***** EXTRACTED ENTRIES
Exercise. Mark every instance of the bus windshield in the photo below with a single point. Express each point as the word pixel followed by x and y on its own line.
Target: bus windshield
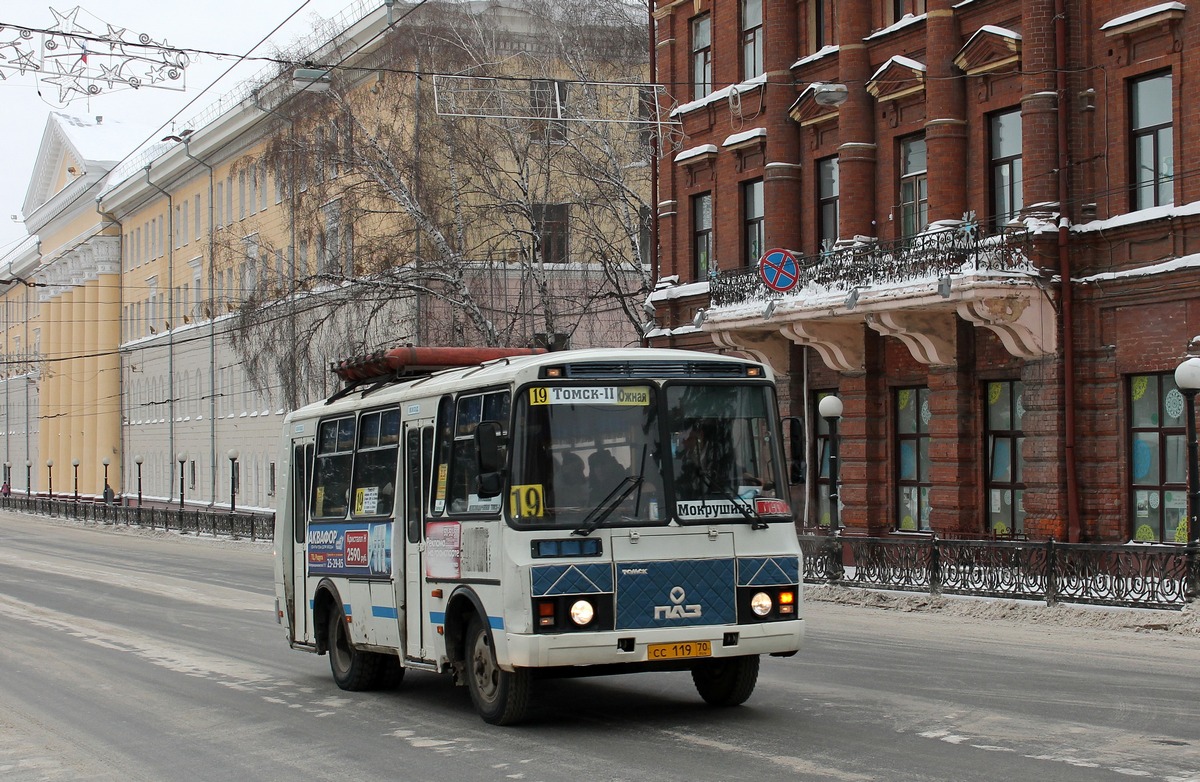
pixel 724 457
pixel 582 447
pixel 577 446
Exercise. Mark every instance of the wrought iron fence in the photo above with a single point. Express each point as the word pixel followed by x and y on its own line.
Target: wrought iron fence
pixel 865 262
pixel 195 521
pixel 1135 575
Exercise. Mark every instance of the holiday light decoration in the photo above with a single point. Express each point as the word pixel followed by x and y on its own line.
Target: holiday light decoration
pixel 82 61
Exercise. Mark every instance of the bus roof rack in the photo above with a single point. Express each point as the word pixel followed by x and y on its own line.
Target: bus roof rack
pixel 407 361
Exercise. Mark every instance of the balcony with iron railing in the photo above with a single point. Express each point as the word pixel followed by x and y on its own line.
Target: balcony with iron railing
pixel 911 289
pixel 941 253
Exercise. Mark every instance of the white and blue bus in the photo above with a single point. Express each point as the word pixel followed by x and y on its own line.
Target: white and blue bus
pixel 505 515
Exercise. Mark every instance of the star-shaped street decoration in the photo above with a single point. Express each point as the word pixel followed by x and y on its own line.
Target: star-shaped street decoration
pixel 111 73
pixel 69 80
pixel 67 25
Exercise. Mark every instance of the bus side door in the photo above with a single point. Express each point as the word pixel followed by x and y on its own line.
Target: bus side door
pixel 418 462
pixel 295 566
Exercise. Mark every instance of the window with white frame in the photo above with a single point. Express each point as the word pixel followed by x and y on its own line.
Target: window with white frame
pixel 701 56
pixel 1153 142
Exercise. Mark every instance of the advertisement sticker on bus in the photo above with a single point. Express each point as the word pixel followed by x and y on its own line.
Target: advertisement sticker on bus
pixel 349 549
pixel 443 549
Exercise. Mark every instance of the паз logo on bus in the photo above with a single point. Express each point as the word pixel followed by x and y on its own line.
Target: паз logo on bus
pixel 677 609
pixel 357 548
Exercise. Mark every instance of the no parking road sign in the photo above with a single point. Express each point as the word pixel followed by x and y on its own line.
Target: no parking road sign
pixel 779 270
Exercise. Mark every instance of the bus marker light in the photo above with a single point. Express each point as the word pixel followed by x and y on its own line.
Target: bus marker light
pixel 760 603
pixel 582 612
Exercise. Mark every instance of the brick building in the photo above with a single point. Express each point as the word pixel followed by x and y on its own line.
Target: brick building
pixel 990 226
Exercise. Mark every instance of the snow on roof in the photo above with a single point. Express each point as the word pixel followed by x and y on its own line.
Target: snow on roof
pixel 1141 14
pixel 99 138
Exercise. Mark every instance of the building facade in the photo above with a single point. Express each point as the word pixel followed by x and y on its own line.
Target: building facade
pixel 985 230
pixel 180 298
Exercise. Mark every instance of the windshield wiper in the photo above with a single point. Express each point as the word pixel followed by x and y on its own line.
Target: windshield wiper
pixel 609 504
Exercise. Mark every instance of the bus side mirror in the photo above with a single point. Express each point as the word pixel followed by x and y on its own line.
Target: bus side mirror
pixel 796 464
pixel 490 458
**********
◆ **PROBLEM TO WORK ON**: Word for word, return the entries above, but without any pictures.

◆ **SOLUTION TO THE EXERCISE**:
Exercise. Mark every instance of the bus windshield in the photo below with a single point. Express each point as the word pixel followed by x and y on its own line.
Target: bus windshield
pixel 724 457
pixel 582 447
pixel 577 446
Exercise. Mark every instance of the wrought iron fence in the photo above with a single point. Express each point as the word pixel followed by x and y on its own line.
Target: wrought iron fence
pixel 865 262
pixel 195 521
pixel 1135 575
Exercise. Mark every instance of the holiday light decoration in the photo above with a single point. Express each point as the word pixel followed by x and y on its own line.
Target: holiday light decoration
pixel 82 61
Exercise. Mark every instance of the bus roof rack in the photo above with a single point. Express each point as the word pixel followed by x and y on its own line.
Target: bus roof rack
pixel 407 361
Exercise. Mark every instance of the balcony with iron railing in the photo above with a single point. Express each point as the word pixel followed by x and y on its own line.
Target: balcony with iron railing
pixel 911 289
pixel 941 253
Exercise. Mark every instance of the white and blue bus in the photo above with a single point. Express each point as the word pixel followed by x and y on its own line.
Target: white and blue bus
pixel 505 515
Exercise. Mark every instance of the star-shaped street decoration in the photo above with a single point. Express each point as the word pixel followed by x and y on its own line.
Target: star-shaped street decoration
pixel 111 73
pixel 69 80
pixel 67 25
Exercise. Mark every instance of the bus side door in the photo above with a single point. Express each point as the word pixel followed by x and y on its own line.
Target: bus side door
pixel 418 462
pixel 295 566
Exercise. Mark every instance of the window with white frame in the photo above with a single point. Express each point as the word pixel followed by x and y on its own line.
Target: window with white frame
pixel 701 56
pixel 1153 142
Exercise. Mark every instance of the advertisement sticker on bus in the photo above with a single point. Express each point as the word pixel followed by x and y on its own line.
Target: advertisement sticker on bus
pixel 349 549
pixel 443 549
Exercise. Mark every instance of the паз logo on bus in the photo above with a single point. Express each point as the word pixel followed by x and y on its own line.
Target: паз logo on bus
pixel 677 609
pixel 357 548
Exercise. Mark every instance of the no parking road sign in the photo above with a single point. Express each point as the word pixel followed by x and y on its own line.
Target: no parking road sign
pixel 779 270
Exercise. Mark every instance of the bus marker light in the photo above with a single point. Express each point as the word pixel followed by x and y on its own line.
Target: bus marker light
pixel 760 603
pixel 582 612
Exercise. Mark every instance of the brick building in the photo above with a single point. Express each point as the word pixel followed by x and y on its own line.
Target: brick building
pixel 990 226
Exercise. Mark every instance of the snow on roof in the photo above with a single point. Express each point as the word pixel followed by x and y on its own line.
Target: snow on roof
pixel 1141 14
pixel 99 138
Exercise. Mark every instance of the building facade in the photo above with a single point. Express each point as the word pixel followed by x and y on its own line.
Target: building facade
pixel 985 230
pixel 180 298
Exercise. Mark every instance of the windshield wiper in the photo above with a single point. Express each point as the word pixel followed by x and y on its own line.
Target: windshield wiper
pixel 609 504
Exercise. Mark every instance of the bus side mirror in the photo above with a single point. Express each point as the word pixel followed by x and y on its own line.
Target: bus side mirror
pixel 796 464
pixel 490 458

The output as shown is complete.